----- Text extract -----

When we first moved to our cabin here in Greenwood Maine, our shelter rescue dog Millie, a docile, submissive, full-blood Redtick Coonhound from Alabama, ran free over the nearly 500 acres of mountains we had just acquired – and she was in her glory. This was just as she had done on our 10 acre farm – and in the surrounding rural neighborhood – an hour south in Auburn. On the farm, she protected our laying flock of 100 free-range hens, and we had seen her hound dog instincts send her after possums, foxes, raccoons, porcupines, skunks, and her favorite – groundhogs. Although long time dog owners, we were first time hound owners when we adopted Millie in 2013, and in fascination I had read up on her breed and was amused and pleased to watch her small game treeing instincts in action around the farm – scenting, baying, chasing, and treeing, but best of all keeping our chickens safe, which she took to very naturally and with gusto. Before Millie foxes were a regular menace to our flock, and after her adoption we had only the occasional raptor to worry about.

However, it didn’t take much of Millie’s baying up here in the mountains before we heard from our neighbor Steven, a Greenwood pillar who had been outspoken around the small town about his displeasure with our arrival and plans to close the three peaks to hunting. Steven wasn’t alone – although there had been plenty of local support for our project, we’d also heard from a number of others in Greenwood’s robust hunting community who weren’t particularly excited about our epicurean eco-glamping treehouse plans, not necessarily because they had a problem with the idea itself, but because it represented an end to the hunting they’d been enjoying there for generations prior to our purchase of the property. Now let’s be clear, we’re hunters ourselves, so we’re sympathetic – but firearms discharging is simply incongruent with the business model of a peaceful woodland sanctuary where people will presumably pay a lot of money to, well, not have to dodge bullets. Anyhow, Steven reached out to us directly, and his point was that Millie may be chasing deer or moose, and allowing a hound to chase deer or moose specifically, is illegal in Maine.

----- Data extract -----

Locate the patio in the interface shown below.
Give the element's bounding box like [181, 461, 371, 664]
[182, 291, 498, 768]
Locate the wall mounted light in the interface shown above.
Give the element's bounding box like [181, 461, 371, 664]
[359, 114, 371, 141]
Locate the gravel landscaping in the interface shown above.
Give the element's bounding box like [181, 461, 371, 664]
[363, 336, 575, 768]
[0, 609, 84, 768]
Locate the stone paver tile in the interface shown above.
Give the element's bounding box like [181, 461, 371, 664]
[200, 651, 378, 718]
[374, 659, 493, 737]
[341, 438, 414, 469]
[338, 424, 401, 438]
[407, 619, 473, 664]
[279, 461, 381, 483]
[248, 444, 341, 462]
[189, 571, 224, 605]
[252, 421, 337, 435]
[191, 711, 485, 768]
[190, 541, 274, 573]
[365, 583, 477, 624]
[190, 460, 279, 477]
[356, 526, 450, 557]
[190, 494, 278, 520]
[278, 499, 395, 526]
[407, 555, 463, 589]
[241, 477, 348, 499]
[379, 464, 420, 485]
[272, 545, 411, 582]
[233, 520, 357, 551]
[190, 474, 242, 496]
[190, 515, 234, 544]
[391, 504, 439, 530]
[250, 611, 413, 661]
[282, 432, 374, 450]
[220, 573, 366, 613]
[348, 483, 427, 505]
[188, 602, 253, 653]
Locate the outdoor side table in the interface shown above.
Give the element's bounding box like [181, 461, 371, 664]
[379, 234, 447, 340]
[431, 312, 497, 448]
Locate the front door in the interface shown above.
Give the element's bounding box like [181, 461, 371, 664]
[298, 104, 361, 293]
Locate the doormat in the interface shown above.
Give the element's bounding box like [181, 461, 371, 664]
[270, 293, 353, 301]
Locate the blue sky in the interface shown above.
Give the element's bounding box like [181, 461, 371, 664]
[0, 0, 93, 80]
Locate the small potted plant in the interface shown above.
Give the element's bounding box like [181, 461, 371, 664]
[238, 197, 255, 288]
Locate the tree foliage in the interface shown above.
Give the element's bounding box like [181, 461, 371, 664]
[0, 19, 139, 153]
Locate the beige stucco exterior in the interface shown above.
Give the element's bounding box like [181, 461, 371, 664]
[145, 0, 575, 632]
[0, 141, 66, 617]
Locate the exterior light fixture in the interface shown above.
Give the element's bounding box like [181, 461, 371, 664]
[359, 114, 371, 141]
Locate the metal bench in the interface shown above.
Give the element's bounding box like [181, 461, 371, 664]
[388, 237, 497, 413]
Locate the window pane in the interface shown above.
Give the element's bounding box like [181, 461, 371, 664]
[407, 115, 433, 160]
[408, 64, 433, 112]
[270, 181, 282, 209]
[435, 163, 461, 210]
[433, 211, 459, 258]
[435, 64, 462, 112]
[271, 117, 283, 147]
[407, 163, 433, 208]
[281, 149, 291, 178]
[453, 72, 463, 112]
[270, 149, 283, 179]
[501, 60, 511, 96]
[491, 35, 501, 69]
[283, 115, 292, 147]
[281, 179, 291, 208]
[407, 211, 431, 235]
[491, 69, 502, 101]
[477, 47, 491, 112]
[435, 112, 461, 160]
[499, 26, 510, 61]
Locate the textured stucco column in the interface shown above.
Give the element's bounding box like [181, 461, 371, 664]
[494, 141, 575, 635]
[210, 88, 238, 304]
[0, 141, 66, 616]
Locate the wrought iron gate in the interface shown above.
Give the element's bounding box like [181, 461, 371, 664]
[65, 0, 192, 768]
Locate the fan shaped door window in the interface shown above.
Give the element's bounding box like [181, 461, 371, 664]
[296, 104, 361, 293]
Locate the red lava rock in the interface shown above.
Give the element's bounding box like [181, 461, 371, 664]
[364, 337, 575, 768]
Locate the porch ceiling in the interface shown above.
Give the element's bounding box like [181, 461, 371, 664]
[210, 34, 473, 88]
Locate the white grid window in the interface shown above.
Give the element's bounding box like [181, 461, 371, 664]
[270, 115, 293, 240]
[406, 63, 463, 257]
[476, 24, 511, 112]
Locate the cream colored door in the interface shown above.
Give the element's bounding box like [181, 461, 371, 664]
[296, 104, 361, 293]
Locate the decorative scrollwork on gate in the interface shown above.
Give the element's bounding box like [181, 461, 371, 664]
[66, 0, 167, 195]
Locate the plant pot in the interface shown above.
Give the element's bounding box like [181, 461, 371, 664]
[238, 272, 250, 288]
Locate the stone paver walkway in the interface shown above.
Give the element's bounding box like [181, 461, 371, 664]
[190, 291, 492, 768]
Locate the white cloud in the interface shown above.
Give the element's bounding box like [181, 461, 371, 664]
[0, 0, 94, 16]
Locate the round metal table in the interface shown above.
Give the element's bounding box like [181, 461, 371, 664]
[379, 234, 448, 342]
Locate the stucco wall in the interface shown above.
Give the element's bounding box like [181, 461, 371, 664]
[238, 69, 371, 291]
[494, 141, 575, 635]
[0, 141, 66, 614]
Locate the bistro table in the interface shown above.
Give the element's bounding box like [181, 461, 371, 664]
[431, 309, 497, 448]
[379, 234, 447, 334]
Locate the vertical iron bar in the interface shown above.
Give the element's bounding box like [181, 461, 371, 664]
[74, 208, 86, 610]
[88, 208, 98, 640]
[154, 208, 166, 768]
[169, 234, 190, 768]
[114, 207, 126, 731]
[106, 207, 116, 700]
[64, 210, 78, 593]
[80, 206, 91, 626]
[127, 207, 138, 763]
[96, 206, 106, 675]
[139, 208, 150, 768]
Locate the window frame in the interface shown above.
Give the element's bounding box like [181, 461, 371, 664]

-----

▶ [Request 1]:
Answer these questions from the passage about Millie and the cabin in Greenwood, Maine:
(a) How many hens were in the laying flock on the 10 acre farm?
(b) In what year was Millie adopted?
(c) What did Steven say is illegal in Maine?
▶ [Request 2]: Write a continuation of the passage about Millie and the Greenwood cabin, starting right after its final sentence.

▶ [Exercise output 1]:
(a) 100 free-range hens.
(b) 2013.
(c) Allowing a hound to chase deer or moose.

▶ [Exercise output 2]:
I was curious about the law and its intentions, as I felt indignant that after purchasing 500 acres, I was being told I had to leash walk my dog! Wasn’t that a benefit of living somewhere so far in the country – no leashes, dog runs, crates, cages, fences, or doggie bags to fuss with, like the urban folk do? Freedom, right? Even at our farm in more-populated southern Maine, we hadn’t run into this issue before, and Millie was accustomed to running loose. I didn’t believe Millie was chasing deer as I’d only ever seen her tree small game, but I had to admit it was a perspective I hadn’t thought of. But even if she was chasing deer, why was that so bad? Millie wouldn’t kill a deer – she’s bred to tree, not maim. Why would Maine have a law against it, and what exactly did that law say? Regardless, not wanting to earn the immediate hatred of our new neighbors, and lacking the time or enough drive to look into the matter more exhaustively, I reluctantly put up a run for Millie and began leash-walking her twice a day like some damn suburban soccer mom lost in the wilderness, albeit begrudgingly.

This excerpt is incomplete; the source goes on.